We at ILI Energy are all for investment in renewable energy technology and green bond is great way of offering investors the chance to benefit whilst at the same time promoting renewable energy generation. This benefits all; the industry receives much needed research and development funds, investors benefit with returns, costs are driven down to the benefit of consumers and everybody reduces their reliance on fossil fuels.

Sticking with Scotland and the organisers of this summer’s Commonwealth Games in Glasgow have announced that recycling drive which took place during the games has set a new benchmark for delivering major events in a sustainable way.

86% of rubbish was diverted from landfill during the event, eclipsing the target of 80%, due to the cleaning and waste programme devised by the organisers and according to the final report a number of key achievements were attained including recycling 49% of all waste generated during the Games. This included 60 tonnes of food waste which went to compost due to the separation of food waste at the different Games venues.

◆ Information shown

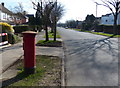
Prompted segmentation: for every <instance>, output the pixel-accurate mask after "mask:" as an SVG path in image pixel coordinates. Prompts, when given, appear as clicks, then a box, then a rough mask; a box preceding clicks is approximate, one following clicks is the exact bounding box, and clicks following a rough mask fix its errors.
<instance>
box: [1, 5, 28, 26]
mask: <svg viewBox="0 0 120 88" xmlns="http://www.w3.org/2000/svg"><path fill="white" fill-rule="evenodd" d="M27 19H28V18H27V17H26V16H23V15H22V14H15V13H13V12H11V11H9V10H8V9H7V8H6V7H4V3H1V4H0V22H7V23H9V24H23V23H26V22H27V21H28V20H27Z"/></svg>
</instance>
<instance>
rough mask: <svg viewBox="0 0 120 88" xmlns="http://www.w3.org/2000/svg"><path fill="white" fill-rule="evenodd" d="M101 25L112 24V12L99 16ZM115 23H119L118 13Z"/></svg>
mask: <svg viewBox="0 0 120 88" xmlns="http://www.w3.org/2000/svg"><path fill="white" fill-rule="evenodd" d="M100 24H101V25H113V24H114V16H113V14H111V13H110V14H106V15H102V17H101V23H100ZM117 24H118V25H120V13H119V14H118V19H117Z"/></svg>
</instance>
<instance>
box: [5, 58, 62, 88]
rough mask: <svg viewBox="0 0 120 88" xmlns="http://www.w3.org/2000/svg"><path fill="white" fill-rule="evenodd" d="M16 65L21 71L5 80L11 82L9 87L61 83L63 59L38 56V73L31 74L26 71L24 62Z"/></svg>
mask: <svg viewBox="0 0 120 88" xmlns="http://www.w3.org/2000/svg"><path fill="white" fill-rule="evenodd" d="M15 67H16V69H17V70H20V71H19V73H18V75H17V76H16V77H15V78H12V79H10V80H7V81H5V82H6V83H7V84H9V85H8V86H7V87H11V88H12V86H21V87H22V86H60V85H61V79H60V74H61V59H60V58H58V57H53V56H36V73H35V74H31V75H26V74H25V73H24V71H23V62H19V63H17V64H16V66H15ZM10 82H11V83H10ZM3 83H4V82H3ZM7 87H6V88H7Z"/></svg>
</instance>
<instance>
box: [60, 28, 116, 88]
mask: <svg viewBox="0 0 120 88" xmlns="http://www.w3.org/2000/svg"><path fill="white" fill-rule="evenodd" d="M58 31H59V32H60V34H61V36H62V39H63V41H64V48H65V55H66V59H65V69H66V86H118V38H111V39H108V38H107V37H104V36H100V35H95V34H91V33H85V32H77V31H74V30H69V29H64V28H58ZM102 88H103V87H102Z"/></svg>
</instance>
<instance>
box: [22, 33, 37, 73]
mask: <svg viewBox="0 0 120 88" xmlns="http://www.w3.org/2000/svg"><path fill="white" fill-rule="evenodd" d="M36 34H37V33H36V32H33V31H26V32H23V50H24V72H25V73H27V74H33V73H35V66H36V56H35V51H36V50H35V35H36Z"/></svg>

◆ Request 1
In the passage on green bonds and the Glasgow Commonwealth Games, rewrite the part starting with "We at ILI Energy" and going on through "on fossil fuels.", changing "investors" to "backers" each time it occurs.
◆ Request 2
List every percentage figure that appears in the passage on green bonds and the Glasgow Commonwealth Games.
◆ Request 3
Translate this sentence from the passage on green bonds and the Glasgow Commonwealth Games into Spanish: "This included 60 tonnes of food waste which went to compost due to the separation of food waste at the different Games venues."

◆ Response 1
We at ILI Energy are all for investment in renewable energy technology and green bond is great way of offering backers the chance to benefit whilst at the same time promoting renewable energy generation. This benefits all; the industry receives much needed research and development funds, backers benefit with returns, costs are driven down to the benefit of consumers and everybody reduces their reliance on fossil fuels.

◆ Response 2
86%, 80%, 49%

◆ Response 3
Esto incluyó 60 toneladas de residuos alimentarios que se destinaron a compostaje gracias a la separación de los residuos alimentarios en las distintas sedes de los Juegos.